__本文__
-----

特許文献1、2に開示されている電動機は、固定子コアと、複数の絶縁体と、固定子巻線と、複数の絶縁部材と、により構成されている。
固定子コアは、複数のティースを有する第1コア部材と、ヨークを有する第2コア部材により構成されている。
第1コア部材のティースには、絶縁体が装着される。絶縁体には、固定子巻線が巻き付けられる。絶縁体によって、固定子巻線とティースが絶縁される。
絶縁体は、第1鍔部と、第2鍔部と、胴部と、を有している。第1鍔部と第2鍔部は、軸方向および周方向に延在している。第2鍔部は、第1鍔部より径方向内側に配置されている。胴部は、第1鍔部と第2鍔部の間に設けられ、径方向に延在している。胴部には、第1鍔部の外周面と第2鍔部の内周面に開口し、ティースが挿入される貫通孔が形成されている。
第1鍔部の外周面には、貫通孔より周方向一方側(周方向第1側)および周方向他方側(周方向第2側)に第1凹部および第2凹部が形成されている。第1凹部は、径方向外側および周方向一方側が開口している。すなわち、第1凹部は、軸方向および周方向に延在する底面と、底面の軸方向一方側(軸方向第1側)、軸方向他方側(軸方向第2側)および周方向他方側(周方向第2側)それぞれに接続されている壁面とによって形成されている。第2凹部は、径方向外側および周方向他方側が開口している。すなわち、第2凹部は、軸方向および周方向に延在する底面と、底面の軸方向一方側、軸方向他方側および周方向一方側それぞれに接続されている壁面とによって形成されている。
第1コア部材の各ティースに絶縁体が装着された状態で、第1コア部材と第2コア部材を組み付けることにより、固定子コアが構成される。

-----

__提供データ__
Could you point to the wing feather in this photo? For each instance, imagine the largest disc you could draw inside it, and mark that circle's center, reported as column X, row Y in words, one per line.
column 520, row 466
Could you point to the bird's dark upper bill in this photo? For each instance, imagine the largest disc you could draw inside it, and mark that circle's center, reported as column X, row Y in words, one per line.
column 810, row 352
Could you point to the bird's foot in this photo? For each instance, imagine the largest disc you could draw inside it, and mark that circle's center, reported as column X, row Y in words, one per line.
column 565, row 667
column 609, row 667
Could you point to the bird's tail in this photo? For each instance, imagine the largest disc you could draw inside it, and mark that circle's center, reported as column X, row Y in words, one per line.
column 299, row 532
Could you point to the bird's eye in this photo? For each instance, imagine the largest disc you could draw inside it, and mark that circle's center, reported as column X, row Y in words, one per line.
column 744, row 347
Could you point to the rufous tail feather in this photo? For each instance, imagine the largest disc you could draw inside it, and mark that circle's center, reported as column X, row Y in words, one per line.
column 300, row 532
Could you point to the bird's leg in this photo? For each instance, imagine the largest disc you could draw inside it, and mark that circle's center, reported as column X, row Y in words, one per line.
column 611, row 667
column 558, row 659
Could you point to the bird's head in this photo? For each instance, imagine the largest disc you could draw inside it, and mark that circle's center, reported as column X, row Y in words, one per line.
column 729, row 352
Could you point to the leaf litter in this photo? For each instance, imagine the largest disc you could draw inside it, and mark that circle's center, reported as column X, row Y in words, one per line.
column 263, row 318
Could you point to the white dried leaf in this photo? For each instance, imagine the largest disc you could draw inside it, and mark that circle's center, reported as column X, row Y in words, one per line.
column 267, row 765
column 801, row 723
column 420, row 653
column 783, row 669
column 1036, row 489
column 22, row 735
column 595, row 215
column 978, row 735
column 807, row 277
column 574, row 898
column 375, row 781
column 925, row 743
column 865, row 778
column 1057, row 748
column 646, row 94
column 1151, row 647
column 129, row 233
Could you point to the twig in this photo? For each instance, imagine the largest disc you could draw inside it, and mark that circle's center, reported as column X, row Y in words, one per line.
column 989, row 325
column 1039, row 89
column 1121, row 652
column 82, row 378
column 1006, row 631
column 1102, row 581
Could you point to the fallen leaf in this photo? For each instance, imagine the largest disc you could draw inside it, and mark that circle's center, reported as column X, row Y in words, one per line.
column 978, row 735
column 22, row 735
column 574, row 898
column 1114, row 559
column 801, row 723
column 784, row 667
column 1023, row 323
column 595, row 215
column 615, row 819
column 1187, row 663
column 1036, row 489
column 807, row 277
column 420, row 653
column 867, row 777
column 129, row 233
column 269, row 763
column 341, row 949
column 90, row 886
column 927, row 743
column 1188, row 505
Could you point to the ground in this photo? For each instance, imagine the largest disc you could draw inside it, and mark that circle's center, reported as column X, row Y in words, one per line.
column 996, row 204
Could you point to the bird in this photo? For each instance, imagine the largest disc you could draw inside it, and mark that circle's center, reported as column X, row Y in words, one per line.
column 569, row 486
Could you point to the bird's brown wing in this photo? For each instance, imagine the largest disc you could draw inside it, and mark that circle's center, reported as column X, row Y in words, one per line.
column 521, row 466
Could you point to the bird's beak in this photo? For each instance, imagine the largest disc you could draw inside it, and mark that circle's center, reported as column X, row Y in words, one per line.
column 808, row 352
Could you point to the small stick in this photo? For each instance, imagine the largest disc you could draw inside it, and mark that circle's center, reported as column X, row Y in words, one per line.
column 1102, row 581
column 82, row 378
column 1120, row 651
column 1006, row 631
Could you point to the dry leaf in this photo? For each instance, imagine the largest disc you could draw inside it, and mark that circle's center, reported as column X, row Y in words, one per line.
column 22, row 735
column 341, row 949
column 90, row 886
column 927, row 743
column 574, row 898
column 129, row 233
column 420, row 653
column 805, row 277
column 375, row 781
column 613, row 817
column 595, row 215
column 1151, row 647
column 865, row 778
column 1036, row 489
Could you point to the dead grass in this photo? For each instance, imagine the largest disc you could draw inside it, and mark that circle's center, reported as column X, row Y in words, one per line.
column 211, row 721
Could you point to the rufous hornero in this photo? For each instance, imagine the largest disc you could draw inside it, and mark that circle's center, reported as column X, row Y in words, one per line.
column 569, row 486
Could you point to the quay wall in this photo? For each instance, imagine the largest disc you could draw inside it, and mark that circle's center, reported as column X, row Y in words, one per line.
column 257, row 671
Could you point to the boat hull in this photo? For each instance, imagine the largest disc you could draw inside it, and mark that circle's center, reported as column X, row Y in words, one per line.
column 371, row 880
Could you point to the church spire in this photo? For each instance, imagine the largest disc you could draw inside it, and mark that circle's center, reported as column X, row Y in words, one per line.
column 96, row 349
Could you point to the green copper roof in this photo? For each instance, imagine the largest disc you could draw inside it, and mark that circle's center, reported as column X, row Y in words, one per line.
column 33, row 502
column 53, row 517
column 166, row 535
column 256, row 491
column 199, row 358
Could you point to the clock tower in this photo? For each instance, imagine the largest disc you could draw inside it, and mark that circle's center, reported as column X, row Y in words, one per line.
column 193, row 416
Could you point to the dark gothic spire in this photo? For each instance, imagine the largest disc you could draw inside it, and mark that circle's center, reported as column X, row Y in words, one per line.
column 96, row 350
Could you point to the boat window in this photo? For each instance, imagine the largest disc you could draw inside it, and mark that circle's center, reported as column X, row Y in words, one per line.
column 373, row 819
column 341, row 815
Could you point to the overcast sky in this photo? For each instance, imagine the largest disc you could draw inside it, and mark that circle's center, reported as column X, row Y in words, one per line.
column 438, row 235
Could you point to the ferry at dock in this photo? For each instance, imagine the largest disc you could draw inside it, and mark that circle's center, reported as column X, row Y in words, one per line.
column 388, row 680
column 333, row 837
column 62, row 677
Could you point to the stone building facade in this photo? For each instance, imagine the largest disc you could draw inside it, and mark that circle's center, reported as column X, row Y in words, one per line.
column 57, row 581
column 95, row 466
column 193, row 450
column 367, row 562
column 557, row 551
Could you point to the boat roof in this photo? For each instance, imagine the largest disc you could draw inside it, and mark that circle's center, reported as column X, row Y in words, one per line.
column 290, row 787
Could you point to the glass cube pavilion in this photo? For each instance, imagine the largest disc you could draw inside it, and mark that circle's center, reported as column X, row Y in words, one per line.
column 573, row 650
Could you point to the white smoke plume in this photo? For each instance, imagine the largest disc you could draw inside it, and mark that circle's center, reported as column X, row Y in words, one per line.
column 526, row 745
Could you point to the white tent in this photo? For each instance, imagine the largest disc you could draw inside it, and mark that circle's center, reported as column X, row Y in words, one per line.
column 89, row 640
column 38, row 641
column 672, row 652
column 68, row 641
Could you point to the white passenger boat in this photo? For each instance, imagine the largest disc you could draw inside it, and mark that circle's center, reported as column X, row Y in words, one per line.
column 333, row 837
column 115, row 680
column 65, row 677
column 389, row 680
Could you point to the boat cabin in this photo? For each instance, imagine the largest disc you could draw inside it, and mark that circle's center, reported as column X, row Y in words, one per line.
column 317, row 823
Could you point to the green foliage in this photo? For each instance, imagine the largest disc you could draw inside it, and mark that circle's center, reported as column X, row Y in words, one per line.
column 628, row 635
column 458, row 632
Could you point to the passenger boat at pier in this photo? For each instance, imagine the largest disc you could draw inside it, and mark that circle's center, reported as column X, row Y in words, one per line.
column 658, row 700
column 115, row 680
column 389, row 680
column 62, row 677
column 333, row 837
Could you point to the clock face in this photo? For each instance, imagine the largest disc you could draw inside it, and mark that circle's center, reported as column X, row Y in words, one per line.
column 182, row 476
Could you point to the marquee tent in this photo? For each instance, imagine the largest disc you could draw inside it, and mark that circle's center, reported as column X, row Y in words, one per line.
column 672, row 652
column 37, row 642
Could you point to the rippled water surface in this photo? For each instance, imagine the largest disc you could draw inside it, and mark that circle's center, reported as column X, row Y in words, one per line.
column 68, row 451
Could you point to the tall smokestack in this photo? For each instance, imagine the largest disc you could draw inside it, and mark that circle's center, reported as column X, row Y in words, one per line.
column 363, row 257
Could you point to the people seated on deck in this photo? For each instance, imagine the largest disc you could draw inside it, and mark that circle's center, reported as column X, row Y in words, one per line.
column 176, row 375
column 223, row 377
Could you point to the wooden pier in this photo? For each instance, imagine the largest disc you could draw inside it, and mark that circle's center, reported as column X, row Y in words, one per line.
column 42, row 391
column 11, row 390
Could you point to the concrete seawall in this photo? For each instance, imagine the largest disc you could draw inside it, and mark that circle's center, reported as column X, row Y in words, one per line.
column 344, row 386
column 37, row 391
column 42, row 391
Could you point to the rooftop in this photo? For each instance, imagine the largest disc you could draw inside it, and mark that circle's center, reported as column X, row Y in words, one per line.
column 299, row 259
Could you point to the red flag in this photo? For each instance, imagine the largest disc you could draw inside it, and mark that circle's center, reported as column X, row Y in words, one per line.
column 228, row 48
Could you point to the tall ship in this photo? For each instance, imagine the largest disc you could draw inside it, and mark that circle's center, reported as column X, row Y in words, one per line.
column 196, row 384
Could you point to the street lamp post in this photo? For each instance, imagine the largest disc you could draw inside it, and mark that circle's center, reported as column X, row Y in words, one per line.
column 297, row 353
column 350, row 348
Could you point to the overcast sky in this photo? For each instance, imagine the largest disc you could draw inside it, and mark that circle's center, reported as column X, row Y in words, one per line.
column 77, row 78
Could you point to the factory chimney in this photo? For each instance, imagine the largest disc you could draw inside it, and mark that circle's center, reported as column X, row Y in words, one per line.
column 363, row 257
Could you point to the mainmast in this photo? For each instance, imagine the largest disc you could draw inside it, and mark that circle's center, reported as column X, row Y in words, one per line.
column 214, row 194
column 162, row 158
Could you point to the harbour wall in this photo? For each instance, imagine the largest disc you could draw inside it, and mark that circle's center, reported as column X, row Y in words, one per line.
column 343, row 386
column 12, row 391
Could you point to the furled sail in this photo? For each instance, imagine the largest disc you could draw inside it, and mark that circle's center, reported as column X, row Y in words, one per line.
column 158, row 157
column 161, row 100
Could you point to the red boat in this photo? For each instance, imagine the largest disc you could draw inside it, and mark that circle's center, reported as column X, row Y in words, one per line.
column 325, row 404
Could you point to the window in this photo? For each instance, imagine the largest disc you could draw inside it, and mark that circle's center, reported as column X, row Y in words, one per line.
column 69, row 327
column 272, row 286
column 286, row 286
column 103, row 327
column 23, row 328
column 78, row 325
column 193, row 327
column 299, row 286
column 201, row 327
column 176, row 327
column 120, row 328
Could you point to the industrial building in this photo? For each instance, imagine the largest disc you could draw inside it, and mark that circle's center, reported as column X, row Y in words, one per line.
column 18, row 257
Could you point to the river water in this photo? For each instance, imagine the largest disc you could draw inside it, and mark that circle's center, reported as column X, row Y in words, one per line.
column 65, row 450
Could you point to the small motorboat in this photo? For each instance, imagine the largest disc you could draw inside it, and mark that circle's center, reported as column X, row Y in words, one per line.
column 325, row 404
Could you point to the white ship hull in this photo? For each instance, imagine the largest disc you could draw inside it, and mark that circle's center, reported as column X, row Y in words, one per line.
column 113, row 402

-----

__作業内容__
A - 電動機の固定子に関する本文のうち、「第1コア部材のティースには、」から「り、固定子コアが構成される。」までをすべて一字一句変えずに書き写してください。
B - 電動機の固定子に関する本文を、最後の文の続きから書き進めてください。
データは使わなくてかまいません。

__順番に出力__
A -
第1コア部材のティースには、絶縁体が装着される。絶縁体には、固定子巻線が巻き付けられる。絶縁体によって、固定子巻線とティースが絶縁される。
絶縁体は、第1鍔部と、第2鍔部と、胴部と、を有している。第1鍔部と第2鍔部は、軸方向および周方向に延在している。第2鍔部は、第1鍔部より径方向内側に配置されている。胴部は、第1鍔部と第2鍔部の間に設けられ、径方向に延在している。胴部には、第1鍔部の外周面と第2鍔部の内周面に開口し、ティースが挿入される貫通孔が形成されている。
第1鍔部の外周面には、貫通孔より周方向一方側(周方向第1側)および周方向他方側(周方向第2側)に第1凹部および第2凹部が形成されている。第1凹部は、径方向外側および周方向一方側が開口している。すなわち、第1凹部は、軸方向および周方向に延在する底面と、底面の軸方向一方側(軸方向第1側)、軸方向他方側(軸方向第2側)および周方向他方側(周方向第2側)それぞれに接続されている壁面とによって形成されている。第2凹部は、径方向外側および周方向他方側が開口している。すなわち、第2凹部は、軸方向および周方向に延在する底面と、底面の軸方向一方側、軸方向他方側および周方向一方側それぞれに接続されている壁面とによって形成されている。
第1コア部材の各ティースに絶縁体が装着された状態で、第1コア部材と第2コア部材を組み付けることにより、固定子コアが構成される。

B -
絶縁部材は、周方向一方側および周方向他方側に、軸方向および周方向に延在する第1端部および第2端部を有している。
絶縁部材は、周方向に隣接する2つの絶縁体と固定子コアのヨークとの間に、当該隣接する2つの絶縁体に跨って配置される。すなわち、絶縁部材は、周方向に隣接する2つの絶縁体と固定子コアのヨークとの間の隙間に挿入される。そして、第1端部が、周方向一方側に配置されている絶縁体の第2凹部内に配置され、第2端部が、周方向他方側に配置されている絶縁体の第1凹部内に配置される。絶縁部材によって、固定子巻線と固定子コアのヨークが絶縁される。
【先行技術文献】
【特許文献】
【0004】
【特許文献1】特開2018-153056号公報
【特許文献2】特開2018-153057号公報
【発明の概要】
【発明が解決しようとする課題】
【0005】
特許文献1、2に開示されている絶縁体では、第1鍔部に形成されている第1凹部と第2凹部は、軸方向一方側および軸方向他方側が開口していない。すなわち、第1凹部と第2凹部は、軸方向一方側および軸方向他方側に壁面を有している。このため、絶縁部材を、周方向に隣接する2つの絶縁体と固定子コアのヨークとの間の隙間に挿入する際に、第1端部を、周方向一方側に配置されている絶縁体の第2凹部内に配置するとともに、第2端部を、周方向他方側に配置されている絶縁体の第1凹部内に配置するために、絶縁部材を傾ける必要がある。具体的には、絶縁部材の第1端部を、周方向一方側に配置されている絶縁体の第1鍔部の外周面の延在方向に対して傾け、絶縁部材の第2端部を、周方向他方側に配置されている絶縁体の第1鍔部の外周面の延在方向に対して傾ける必要がある。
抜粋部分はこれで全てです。